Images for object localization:

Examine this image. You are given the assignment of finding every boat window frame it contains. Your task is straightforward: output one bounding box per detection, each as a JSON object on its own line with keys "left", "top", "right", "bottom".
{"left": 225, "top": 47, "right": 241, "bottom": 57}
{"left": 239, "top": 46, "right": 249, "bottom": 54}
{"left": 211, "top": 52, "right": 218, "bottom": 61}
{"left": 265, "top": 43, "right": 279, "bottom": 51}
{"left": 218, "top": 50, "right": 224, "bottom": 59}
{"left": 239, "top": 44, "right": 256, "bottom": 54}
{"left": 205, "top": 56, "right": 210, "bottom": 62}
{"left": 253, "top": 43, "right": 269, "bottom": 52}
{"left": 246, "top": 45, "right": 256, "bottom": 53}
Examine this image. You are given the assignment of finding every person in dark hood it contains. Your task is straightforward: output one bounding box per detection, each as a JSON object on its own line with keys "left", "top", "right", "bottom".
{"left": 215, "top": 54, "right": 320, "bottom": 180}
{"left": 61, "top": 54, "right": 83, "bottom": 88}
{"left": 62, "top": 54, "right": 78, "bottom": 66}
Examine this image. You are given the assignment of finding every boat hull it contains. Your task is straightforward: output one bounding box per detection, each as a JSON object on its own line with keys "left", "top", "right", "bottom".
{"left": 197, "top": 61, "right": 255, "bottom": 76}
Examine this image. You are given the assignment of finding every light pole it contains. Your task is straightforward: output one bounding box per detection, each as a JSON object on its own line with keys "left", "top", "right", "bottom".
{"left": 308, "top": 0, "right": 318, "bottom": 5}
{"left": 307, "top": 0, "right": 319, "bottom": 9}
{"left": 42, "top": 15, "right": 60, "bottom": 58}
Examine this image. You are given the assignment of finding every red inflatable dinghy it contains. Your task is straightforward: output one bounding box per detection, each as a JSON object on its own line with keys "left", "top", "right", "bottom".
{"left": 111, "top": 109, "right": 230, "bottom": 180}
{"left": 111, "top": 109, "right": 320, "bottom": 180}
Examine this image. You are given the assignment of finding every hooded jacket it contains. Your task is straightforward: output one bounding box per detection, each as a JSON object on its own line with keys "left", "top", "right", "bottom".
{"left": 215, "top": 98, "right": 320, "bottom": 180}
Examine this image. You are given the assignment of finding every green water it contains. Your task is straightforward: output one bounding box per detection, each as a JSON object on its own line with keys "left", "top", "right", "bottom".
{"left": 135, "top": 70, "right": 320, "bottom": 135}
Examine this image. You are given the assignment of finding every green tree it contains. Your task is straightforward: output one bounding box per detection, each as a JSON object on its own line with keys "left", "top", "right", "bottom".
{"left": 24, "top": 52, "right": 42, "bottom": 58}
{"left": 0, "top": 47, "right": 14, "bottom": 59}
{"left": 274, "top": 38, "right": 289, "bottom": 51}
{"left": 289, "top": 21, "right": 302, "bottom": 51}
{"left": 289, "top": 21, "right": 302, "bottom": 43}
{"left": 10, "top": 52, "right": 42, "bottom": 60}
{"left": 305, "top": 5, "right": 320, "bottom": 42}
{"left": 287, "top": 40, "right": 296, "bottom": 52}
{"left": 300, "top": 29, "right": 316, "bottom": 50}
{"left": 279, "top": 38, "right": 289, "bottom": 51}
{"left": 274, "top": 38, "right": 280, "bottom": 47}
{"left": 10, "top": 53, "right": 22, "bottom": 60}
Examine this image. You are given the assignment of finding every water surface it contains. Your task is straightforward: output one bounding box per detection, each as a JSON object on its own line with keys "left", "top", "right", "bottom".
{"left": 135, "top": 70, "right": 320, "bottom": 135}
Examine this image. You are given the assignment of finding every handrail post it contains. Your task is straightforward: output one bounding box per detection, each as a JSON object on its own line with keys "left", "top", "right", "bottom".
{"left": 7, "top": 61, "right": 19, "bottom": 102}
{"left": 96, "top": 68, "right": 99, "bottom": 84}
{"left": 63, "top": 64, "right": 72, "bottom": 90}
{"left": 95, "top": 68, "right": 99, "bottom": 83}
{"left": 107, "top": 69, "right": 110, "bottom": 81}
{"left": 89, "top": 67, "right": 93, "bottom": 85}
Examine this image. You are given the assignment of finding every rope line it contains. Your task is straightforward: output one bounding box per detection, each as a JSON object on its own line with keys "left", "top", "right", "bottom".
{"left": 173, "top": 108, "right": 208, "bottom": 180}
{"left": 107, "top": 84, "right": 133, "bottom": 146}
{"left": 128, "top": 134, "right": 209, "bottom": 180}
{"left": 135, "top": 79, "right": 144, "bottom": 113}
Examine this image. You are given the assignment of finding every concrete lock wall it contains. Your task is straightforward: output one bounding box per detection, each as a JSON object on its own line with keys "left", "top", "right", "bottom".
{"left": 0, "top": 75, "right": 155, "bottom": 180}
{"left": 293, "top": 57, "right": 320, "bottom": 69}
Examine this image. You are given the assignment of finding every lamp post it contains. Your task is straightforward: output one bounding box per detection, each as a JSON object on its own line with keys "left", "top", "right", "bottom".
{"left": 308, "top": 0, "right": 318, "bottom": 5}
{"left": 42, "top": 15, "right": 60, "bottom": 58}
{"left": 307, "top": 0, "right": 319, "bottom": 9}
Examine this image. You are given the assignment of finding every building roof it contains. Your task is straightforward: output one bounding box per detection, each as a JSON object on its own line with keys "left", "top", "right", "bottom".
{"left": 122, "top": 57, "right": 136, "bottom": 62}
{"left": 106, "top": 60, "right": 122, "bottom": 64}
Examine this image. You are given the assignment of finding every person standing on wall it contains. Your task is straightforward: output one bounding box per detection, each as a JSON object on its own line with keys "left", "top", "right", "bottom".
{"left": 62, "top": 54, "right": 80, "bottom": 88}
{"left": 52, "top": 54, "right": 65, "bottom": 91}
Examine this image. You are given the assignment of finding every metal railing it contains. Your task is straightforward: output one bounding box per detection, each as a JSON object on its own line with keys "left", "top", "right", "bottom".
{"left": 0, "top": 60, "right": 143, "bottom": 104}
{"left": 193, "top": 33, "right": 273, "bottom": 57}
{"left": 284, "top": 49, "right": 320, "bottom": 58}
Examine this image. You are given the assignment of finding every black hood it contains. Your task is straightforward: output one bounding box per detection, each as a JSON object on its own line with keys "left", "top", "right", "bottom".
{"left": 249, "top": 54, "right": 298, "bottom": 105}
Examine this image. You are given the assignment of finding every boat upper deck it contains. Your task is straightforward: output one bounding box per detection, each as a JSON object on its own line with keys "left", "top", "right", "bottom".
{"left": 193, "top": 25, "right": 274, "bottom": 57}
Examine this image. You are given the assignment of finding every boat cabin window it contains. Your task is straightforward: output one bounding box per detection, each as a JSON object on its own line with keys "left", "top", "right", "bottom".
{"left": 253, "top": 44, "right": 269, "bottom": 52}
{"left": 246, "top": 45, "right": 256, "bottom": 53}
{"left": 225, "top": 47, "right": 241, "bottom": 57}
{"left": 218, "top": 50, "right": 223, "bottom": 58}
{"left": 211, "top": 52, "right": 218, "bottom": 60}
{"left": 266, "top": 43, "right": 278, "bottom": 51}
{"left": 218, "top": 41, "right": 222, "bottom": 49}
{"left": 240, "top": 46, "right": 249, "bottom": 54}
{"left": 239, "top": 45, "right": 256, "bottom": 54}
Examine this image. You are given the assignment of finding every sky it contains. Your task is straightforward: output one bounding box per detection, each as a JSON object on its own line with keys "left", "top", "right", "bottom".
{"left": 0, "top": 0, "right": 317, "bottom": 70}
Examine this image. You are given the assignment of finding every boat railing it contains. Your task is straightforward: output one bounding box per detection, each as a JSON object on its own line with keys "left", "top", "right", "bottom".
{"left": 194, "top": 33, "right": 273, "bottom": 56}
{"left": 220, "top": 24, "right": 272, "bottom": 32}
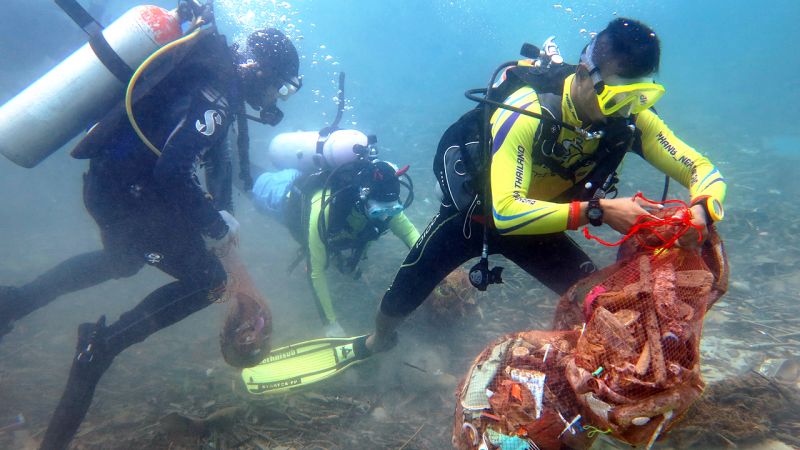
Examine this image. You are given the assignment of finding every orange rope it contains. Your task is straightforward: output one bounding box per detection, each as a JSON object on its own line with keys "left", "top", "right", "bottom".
{"left": 582, "top": 193, "right": 704, "bottom": 249}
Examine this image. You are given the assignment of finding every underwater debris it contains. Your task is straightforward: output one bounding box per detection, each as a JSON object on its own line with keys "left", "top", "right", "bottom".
{"left": 218, "top": 248, "right": 273, "bottom": 368}
{"left": 423, "top": 267, "right": 481, "bottom": 323}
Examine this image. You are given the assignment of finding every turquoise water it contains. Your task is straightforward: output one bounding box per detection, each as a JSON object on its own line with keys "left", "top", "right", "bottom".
{"left": 0, "top": 1, "right": 798, "bottom": 449}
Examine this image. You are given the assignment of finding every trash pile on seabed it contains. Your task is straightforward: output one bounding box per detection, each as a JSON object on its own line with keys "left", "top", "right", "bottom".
{"left": 453, "top": 202, "right": 730, "bottom": 450}
{"left": 217, "top": 246, "right": 273, "bottom": 368}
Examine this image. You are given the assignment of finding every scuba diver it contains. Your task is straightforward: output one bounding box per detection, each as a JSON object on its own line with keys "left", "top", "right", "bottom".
{"left": 252, "top": 157, "right": 420, "bottom": 337}
{"left": 362, "top": 17, "right": 728, "bottom": 354}
{"left": 0, "top": 3, "right": 300, "bottom": 448}
{"left": 250, "top": 72, "right": 420, "bottom": 337}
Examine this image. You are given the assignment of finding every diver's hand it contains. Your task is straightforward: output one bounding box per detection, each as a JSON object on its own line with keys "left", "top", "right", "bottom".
{"left": 675, "top": 204, "right": 708, "bottom": 248}
{"left": 601, "top": 196, "right": 662, "bottom": 235}
{"left": 204, "top": 210, "right": 240, "bottom": 254}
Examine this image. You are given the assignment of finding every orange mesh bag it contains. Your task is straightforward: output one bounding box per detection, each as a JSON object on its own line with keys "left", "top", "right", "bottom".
{"left": 553, "top": 201, "right": 728, "bottom": 330}
{"left": 561, "top": 198, "right": 725, "bottom": 446}
{"left": 619, "top": 223, "right": 729, "bottom": 308}
{"left": 453, "top": 331, "right": 597, "bottom": 450}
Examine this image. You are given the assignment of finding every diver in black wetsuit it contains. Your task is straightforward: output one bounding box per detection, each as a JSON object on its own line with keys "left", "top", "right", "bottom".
{"left": 0, "top": 28, "right": 300, "bottom": 449}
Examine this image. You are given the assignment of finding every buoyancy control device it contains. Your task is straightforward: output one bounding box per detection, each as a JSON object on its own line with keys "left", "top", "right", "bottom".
{"left": 0, "top": 1, "right": 207, "bottom": 168}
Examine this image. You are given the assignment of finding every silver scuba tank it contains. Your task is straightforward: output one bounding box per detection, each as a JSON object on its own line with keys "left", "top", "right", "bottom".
{"left": 0, "top": 5, "right": 182, "bottom": 168}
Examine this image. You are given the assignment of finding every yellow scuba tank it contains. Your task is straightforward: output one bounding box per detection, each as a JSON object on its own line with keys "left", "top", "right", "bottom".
{"left": 0, "top": 5, "right": 183, "bottom": 168}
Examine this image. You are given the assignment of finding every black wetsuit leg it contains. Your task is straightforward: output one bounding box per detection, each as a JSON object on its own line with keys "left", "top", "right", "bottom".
{"left": 379, "top": 204, "right": 482, "bottom": 318}
{"left": 493, "top": 232, "right": 596, "bottom": 296}
{"left": 0, "top": 251, "right": 142, "bottom": 325}
{"left": 39, "top": 253, "right": 225, "bottom": 450}
{"left": 39, "top": 169, "right": 227, "bottom": 450}
{"left": 0, "top": 169, "right": 147, "bottom": 335}
{"left": 378, "top": 205, "right": 596, "bottom": 318}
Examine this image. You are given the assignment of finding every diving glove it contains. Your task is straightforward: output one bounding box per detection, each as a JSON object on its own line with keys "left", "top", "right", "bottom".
{"left": 204, "top": 210, "right": 240, "bottom": 254}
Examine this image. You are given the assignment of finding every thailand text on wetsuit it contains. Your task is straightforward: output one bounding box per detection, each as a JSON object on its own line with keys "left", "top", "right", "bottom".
{"left": 490, "top": 74, "right": 727, "bottom": 235}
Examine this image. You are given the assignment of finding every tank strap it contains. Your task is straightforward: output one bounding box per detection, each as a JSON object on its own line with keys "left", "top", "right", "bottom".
{"left": 55, "top": 0, "right": 135, "bottom": 83}
{"left": 315, "top": 126, "right": 335, "bottom": 159}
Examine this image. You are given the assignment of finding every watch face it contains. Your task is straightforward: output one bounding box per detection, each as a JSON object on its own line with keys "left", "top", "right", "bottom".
{"left": 588, "top": 207, "right": 603, "bottom": 220}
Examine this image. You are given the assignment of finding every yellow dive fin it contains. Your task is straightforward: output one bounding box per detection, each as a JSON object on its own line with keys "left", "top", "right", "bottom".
{"left": 241, "top": 335, "right": 369, "bottom": 395}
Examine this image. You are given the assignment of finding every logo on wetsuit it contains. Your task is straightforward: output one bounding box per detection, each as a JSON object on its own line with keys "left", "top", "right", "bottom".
{"left": 195, "top": 110, "right": 223, "bottom": 136}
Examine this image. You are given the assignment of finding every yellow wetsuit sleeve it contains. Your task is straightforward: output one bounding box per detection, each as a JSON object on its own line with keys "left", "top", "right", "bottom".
{"left": 388, "top": 212, "right": 420, "bottom": 248}
{"left": 306, "top": 189, "right": 337, "bottom": 323}
{"left": 490, "top": 87, "right": 570, "bottom": 235}
{"left": 636, "top": 110, "right": 727, "bottom": 210}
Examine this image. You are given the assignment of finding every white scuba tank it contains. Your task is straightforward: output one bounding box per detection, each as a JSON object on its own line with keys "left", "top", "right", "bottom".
{"left": 268, "top": 129, "right": 368, "bottom": 173}
{"left": 0, "top": 5, "right": 182, "bottom": 168}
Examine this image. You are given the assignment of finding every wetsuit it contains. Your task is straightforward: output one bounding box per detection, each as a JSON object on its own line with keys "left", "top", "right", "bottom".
{"left": 0, "top": 34, "right": 239, "bottom": 449}
{"left": 304, "top": 188, "right": 419, "bottom": 325}
{"left": 379, "top": 73, "right": 727, "bottom": 318}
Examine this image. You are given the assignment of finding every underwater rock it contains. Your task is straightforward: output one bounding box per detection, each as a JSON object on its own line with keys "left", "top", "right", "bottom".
{"left": 371, "top": 406, "right": 389, "bottom": 422}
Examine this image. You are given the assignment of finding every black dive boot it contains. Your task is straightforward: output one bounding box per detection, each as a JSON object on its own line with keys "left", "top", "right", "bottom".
{"left": 0, "top": 286, "right": 25, "bottom": 343}
{"left": 39, "top": 316, "right": 114, "bottom": 450}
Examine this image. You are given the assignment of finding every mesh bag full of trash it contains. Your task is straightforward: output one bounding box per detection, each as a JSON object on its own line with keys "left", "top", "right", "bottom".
{"left": 553, "top": 219, "right": 728, "bottom": 332}
{"left": 453, "top": 330, "right": 597, "bottom": 450}
{"left": 217, "top": 246, "right": 273, "bottom": 368}
{"left": 559, "top": 201, "right": 727, "bottom": 446}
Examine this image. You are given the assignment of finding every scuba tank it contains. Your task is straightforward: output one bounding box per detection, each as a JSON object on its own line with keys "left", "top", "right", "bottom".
{"left": 268, "top": 129, "right": 369, "bottom": 173}
{"left": 0, "top": 4, "right": 191, "bottom": 168}
{"left": 265, "top": 72, "right": 370, "bottom": 173}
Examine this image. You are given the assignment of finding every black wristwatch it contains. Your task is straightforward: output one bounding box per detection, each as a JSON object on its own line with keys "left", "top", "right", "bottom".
{"left": 586, "top": 199, "right": 604, "bottom": 226}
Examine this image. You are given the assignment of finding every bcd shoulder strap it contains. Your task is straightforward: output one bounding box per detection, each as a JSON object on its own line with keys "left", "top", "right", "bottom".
{"left": 531, "top": 92, "right": 576, "bottom": 182}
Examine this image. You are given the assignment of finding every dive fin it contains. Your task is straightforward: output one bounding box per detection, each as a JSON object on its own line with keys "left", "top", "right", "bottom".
{"left": 241, "top": 335, "right": 370, "bottom": 395}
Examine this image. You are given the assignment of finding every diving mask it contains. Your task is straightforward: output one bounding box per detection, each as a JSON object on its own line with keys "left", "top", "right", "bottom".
{"left": 580, "top": 38, "right": 665, "bottom": 116}
{"left": 277, "top": 76, "right": 302, "bottom": 100}
{"left": 596, "top": 75, "right": 665, "bottom": 116}
{"left": 366, "top": 199, "right": 404, "bottom": 220}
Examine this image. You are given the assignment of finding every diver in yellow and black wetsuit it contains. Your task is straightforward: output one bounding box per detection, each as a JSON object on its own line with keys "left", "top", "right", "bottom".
{"left": 363, "top": 17, "right": 727, "bottom": 353}
{"left": 303, "top": 161, "right": 419, "bottom": 337}
{"left": 252, "top": 159, "right": 420, "bottom": 337}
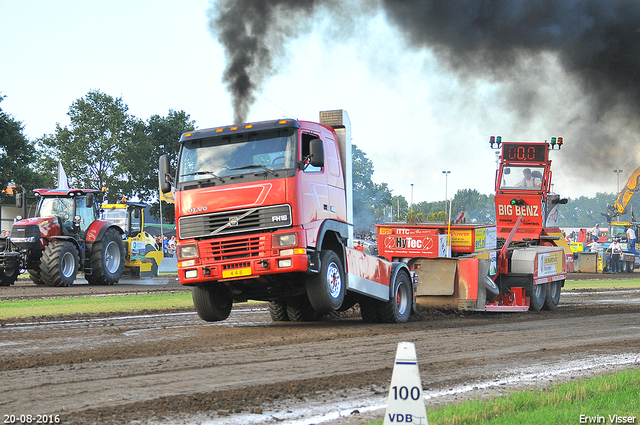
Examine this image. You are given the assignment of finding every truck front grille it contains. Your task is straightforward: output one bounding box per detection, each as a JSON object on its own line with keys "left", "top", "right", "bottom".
{"left": 179, "top": 204, "right": 292, "bottom": 239}
{"left": 203, "top": 236, "right": 265, "bottom": 261}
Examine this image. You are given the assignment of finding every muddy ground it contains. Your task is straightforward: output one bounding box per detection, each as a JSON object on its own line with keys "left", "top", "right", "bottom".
{"left": 1, "top": 273, "right": 639, "bottom": 424}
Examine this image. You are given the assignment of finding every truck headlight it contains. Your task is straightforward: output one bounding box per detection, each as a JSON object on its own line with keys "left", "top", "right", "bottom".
{"left": 272, "top": 233, "right": 297, "bottom": 248}
{"left": 178, "top": 244, "right": 198, "bottom": 259}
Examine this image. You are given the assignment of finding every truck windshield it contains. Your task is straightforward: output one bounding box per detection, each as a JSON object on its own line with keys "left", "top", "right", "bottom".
{"left": 177, "top": 128, "right": 297, "bottom": 184}
{"left": 500, "top": 165, "right": 545, "bottom": 190}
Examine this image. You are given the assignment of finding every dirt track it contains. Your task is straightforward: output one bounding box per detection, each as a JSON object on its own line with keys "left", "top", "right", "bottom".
{"left": 1, "top": 274, "right": 639, "bottom": 424}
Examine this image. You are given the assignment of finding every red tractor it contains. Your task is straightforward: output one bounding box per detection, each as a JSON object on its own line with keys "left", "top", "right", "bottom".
{"left": 0, "top": 188, "right": 125, "bottom": 287}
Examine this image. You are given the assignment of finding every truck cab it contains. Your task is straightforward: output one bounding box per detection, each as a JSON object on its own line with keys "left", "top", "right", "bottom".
{"left": 159, "top": 110, "right": 412, "bottom": 323}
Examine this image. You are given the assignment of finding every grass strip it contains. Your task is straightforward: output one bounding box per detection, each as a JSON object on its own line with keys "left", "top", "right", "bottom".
{"left": 370, "top": 368, "right": 640, "bottom": 424}
{"left": 0, "top": 292, "right": 194, "bottom": 319}
{"left": 564, "top": 279, "right": 640, "bottom": 290}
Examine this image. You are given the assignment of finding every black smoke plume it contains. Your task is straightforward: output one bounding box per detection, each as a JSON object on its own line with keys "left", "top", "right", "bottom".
{"left": 210, "top": 0, "right": 640, "bottom": 174}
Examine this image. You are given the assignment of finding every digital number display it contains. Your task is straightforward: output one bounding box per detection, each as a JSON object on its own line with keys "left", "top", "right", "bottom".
{"left": 502, "top": 143, "right": 547, "bottom": 163}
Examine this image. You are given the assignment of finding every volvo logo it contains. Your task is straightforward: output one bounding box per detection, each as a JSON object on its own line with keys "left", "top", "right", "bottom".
{"left": 229, "top": 217, "right": 239, "bottom": 226}
{"left": 186, "top": 206, "right": 208, "bottom": 213}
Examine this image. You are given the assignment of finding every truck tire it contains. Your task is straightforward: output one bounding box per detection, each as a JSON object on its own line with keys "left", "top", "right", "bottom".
{"left": 0, "top": 268, "right": 18, "bottom": 286}
{"left": 306, "top": 250, "right": 345, "bottom": 313}
{"left": 86, "top": 228, "right": 125, "bottom": 285}
{"left": 28, "top": 269, "right": 45, "bottom": 286}
{"left": 485, "top": 276, "right": 500, "bottom": 302}
{"left": 40, "top": 241, "right": 79, "bottom": 287}
{"left": 543, "top": 280, "right": 562, "bottom": 310}
{"left": 379, "top": 270, "right": 412, "bottom": 323}
{"left": 268, "top": 300, "right": 289, "bottom": 322}
{"left": 528, "top": 283, "right": 546, "bottom": 311}
{"left": 286, "top": 295, "right": 323, "bottom": 322}
{"left": 192, "top": 284, "right": 232, "bottom": 322}
{"left": 359, "top": 297, "right": 381, "bottom": 323}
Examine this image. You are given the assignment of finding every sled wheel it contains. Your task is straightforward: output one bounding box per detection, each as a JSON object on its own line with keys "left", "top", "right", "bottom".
{"left": 529, "top": 282, "right": 546, "bottom": 311}
{"left": 543, "top": 280, "right": 562, "bottom": 310}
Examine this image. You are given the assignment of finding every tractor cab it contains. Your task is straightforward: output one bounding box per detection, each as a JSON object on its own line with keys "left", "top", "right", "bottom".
{"left": 31, "top": 188, "right": 100, "bottom": 238}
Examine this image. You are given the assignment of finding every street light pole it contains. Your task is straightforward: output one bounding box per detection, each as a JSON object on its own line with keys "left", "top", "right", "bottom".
{"left": 614, "top": 170, "right": 624, "bottom": 193}
{"left": 410, "top": 183, "right": 414, "bottom": 210}
{"left": 442, "top": 171, "right": 451, "bottom": 202}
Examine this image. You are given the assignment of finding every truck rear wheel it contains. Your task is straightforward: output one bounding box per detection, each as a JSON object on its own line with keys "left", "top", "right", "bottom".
{"left": 0, "top": 268, "right": 18, "bottom": 286}
{"left": 543, "top": 280, "right": 562, "bottom": 310}
{"left": 86, "top": 228, "right": 125, "bottom": 285}
{"left": 41, "top": 241, "right": 79, "bottom": 287}
{"left": 306, "top": 250, "right": 345, "bottom": 313}
{"left": 192, "top": 284, "right": 232, "bottom": 322}
{"left": 287, "top": 295, "right": 323, "bottom": 322}
{"left": 268, "top": 300, "right": 289, "bottom": 322}
{"left": 528, "top": 283, "right": 546, "bottom": 311}
{"left": 379, "top": 270, "right": 412, "bottom": 323}
{"left": 359, "top": 297, "right": 381, "bottom": 323}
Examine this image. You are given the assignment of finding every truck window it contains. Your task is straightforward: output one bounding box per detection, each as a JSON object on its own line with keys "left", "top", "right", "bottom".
{"left": 301, "top": 133, "right": 322, "bottom": 173}
{"left": 178, "top": 128, "right": 297, "bottom": 184}
{"left": 500, "top": 165, "right": 545, "bottom": 190}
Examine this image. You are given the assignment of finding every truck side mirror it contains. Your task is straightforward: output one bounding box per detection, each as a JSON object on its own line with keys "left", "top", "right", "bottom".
{"left": 86, "top": 193, "right": 94, "bottom": 208}
{"left": 309, "top": 139, "right": 324, "bottom": 167}
{"left": 159, "top": 155, "right": 172, "bottom": 194}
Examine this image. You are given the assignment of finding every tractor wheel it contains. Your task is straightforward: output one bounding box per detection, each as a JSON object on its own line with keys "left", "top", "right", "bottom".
{"left": 306, "top": 250, "right": 345, "bottom": 313}
{"left": 0, "top": 267, "right": 18, "bottom": 286}
{"left": 40, "top": 241, "right": 79, "bottom": 287}
{"left": 379, "top": 270, "right": 412, "bottom": 323}
{"left": 192, "top": 284, "right": 233, "bottom": 322}
{"left": 543, "top": 280, "right": 562, "bottom": 310}
{"left": 268, "top": 300, "right": 290, "bottom": 322}
{"left": 86, "top": 228, "right": 125, "bottom": 285}
{"left": 28, "top": 269, "right": 45, "bottom": 286}
{"left": 528, "top": 282, "right": 547, "bottom": 311}
{"left": 287, "top": 295, "right": 323, "bottom": 322}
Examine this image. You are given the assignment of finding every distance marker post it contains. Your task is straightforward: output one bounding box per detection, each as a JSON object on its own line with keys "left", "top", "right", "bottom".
{"left": 383, "top": 341, "right": 428, "bottom": 425}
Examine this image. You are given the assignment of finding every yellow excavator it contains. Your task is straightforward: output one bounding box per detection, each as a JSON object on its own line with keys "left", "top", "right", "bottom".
{"left": 101, "top": 201, "right": 164, "bottom": 277}
{"left": 601, "top": 167, "right": 640, "bottom": 272}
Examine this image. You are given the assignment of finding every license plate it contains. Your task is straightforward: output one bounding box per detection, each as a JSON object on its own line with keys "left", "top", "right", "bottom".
{"left": 222, "top": 267, "right": 252, "bottom": 278}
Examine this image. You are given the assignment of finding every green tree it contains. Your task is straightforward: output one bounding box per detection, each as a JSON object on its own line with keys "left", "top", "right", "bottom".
{"left": 0, "top": 93, "right": 48, "bottom": 203}
{"left": 352, "top": 144, "right": 393, "bottom": 233}
{"left": 146, "top": 110, "right": 196, "bottom": 223}
{"left": 37, "top": 90, "right": 138, "bottom": 197}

**WHAT YOU SHOULD DO**
Output an exact copy of the lines beginning at the one that holds "finding every license" and running through the final line of the records.

**TASK OUTPUT**
Examine this image. You are given the assignment of finding every license plate it contains. Your task is straightforward: output one bounding box per detection, each as a JSON object on its own line with keys "left", "top", "right", "bottom".
{"left": 222, "top": 267, "right": 252, "bottom": 278}
Examine this image. You are given the assignment of finding every green tree it contains. Your task is straightforward: output one bounding box per detection, each as a JSON object on its own line with keys "left", "top", "right", "bottom".
{"left": 0, "top": 93, "right": 48, "bottom": 203}
{"left": 352, "top": 144, "right": 393, "bottom": 233}
{"left": 146, "top": 110, "right": 196, "bottom": 223}
{"left": 37, "top": 90, "right": 138, "bottom": 197}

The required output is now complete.